Neurofilaments and 10-year follow-up in multiple sclerosis
http://journals.sagepub.com/doi/abs/10. ... 8518782005
The role of biomarkers to predict clinical outcome in multiple sclerosis (MS) is still debated.
To test whether cerebrospinal fluid (CSF) light-chain neurofilament (NfL) levels in newly diagnosed patients with MS could predict clinical outcome over a 10-year period.
Patients with newly diagnosed MS underwent standardized clinical assessments at baseline and 5 and 10 years of follow-up. Expanded Disability Status Scale (EDSS) progression between assessments was defined as an increase in one point or more if <6 and 0.5 or more if ≥6. CSF obtained at baseline was analyzed for levels of NfL using enzyme-linked immunosorbent assay technology.
A total of 44 patients were included. In all, 35 patients (80%) had relapsing–remitting multiple sclerosis (RRMS). Patients who progressed in EDSS showed a trend for higher median baseline CSF-NfL levels than patients who did not progress after 5 years (947 ng/L vs 246 ng/L, p = 0.05), and although not statistically significant, after 10 years (708 ng/L vs 265 ng/L, p = 0.28). Patients who converted from RRMS to secondary-progressive multiple sclerosis (SPMS) at 5 years had a statistical significant higher median CSF level of NfL (2122 ng/L vs 246 ng/L, p = 0.01).
CSF levels of NfL at the time of diagnosis seems to be an early predictive biomarker of long-term clinical outcome and conversion from RRMS to SPMS.

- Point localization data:
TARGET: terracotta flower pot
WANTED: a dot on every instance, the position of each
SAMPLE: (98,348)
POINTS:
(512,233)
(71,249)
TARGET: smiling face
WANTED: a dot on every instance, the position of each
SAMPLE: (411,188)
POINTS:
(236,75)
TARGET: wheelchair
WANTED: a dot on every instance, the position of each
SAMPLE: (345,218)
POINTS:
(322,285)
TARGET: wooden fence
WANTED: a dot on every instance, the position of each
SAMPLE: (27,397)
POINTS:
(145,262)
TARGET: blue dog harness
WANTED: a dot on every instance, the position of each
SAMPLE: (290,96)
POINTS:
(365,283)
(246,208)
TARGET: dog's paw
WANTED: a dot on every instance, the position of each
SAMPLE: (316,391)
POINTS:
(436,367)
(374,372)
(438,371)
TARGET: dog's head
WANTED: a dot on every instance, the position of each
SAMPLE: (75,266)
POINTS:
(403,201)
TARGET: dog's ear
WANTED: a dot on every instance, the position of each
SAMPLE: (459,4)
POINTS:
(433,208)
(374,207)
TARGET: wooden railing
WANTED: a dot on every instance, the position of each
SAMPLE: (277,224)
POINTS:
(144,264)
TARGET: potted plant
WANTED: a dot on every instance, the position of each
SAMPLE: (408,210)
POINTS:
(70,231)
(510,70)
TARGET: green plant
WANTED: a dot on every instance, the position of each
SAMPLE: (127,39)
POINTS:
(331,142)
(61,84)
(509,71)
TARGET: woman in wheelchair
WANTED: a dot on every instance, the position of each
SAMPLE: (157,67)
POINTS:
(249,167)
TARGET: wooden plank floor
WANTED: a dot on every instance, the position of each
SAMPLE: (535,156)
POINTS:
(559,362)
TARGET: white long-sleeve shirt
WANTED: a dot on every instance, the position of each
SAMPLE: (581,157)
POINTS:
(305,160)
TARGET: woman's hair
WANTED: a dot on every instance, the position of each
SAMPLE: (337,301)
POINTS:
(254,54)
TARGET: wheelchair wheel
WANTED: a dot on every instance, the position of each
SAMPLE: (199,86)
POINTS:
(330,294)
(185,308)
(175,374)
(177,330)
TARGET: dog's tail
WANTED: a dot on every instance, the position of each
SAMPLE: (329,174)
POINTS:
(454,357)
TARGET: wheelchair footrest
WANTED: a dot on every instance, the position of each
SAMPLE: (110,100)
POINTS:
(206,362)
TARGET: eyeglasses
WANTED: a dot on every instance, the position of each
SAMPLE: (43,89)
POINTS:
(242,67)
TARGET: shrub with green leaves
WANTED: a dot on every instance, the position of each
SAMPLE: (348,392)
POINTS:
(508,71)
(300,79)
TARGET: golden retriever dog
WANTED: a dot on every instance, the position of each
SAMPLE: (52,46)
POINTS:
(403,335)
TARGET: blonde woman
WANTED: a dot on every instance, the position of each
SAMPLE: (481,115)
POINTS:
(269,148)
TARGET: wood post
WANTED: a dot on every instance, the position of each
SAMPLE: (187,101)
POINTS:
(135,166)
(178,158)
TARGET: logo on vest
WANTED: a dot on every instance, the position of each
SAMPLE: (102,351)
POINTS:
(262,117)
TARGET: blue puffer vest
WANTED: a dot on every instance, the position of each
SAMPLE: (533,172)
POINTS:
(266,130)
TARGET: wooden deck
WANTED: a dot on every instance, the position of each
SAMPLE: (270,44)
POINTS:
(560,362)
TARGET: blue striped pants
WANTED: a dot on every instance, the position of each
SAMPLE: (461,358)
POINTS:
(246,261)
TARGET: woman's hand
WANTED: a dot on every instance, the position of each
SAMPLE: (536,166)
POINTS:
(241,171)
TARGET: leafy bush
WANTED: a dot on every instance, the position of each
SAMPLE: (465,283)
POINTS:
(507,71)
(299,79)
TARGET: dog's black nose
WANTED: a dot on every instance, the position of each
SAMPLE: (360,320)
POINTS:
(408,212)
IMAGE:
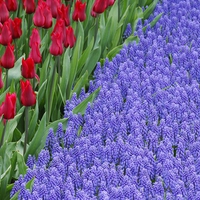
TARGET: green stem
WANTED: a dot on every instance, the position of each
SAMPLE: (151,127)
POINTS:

- Questions:
• a. According to the neurofilament study abstract, how many patients were included?
• b. Update the neurofilament study abstract, starting with "Neurofilaments and 10-year" and going on through "is still debated.", with "multiple sclerosis" changed to "disseminated sclerosis".
Rely only on the neurofilament study abstract for your answers.

- Answer list:
• a. 44 patients.

• b.
Neurofilaments and 10-year follow-up in disseminated sclerosis
http://journals.sagepub.com/doi/abs/10. ... 8518782005
The role of biomarkers to predict clinical outcome in disseminated sclerosis (MS) is still debated.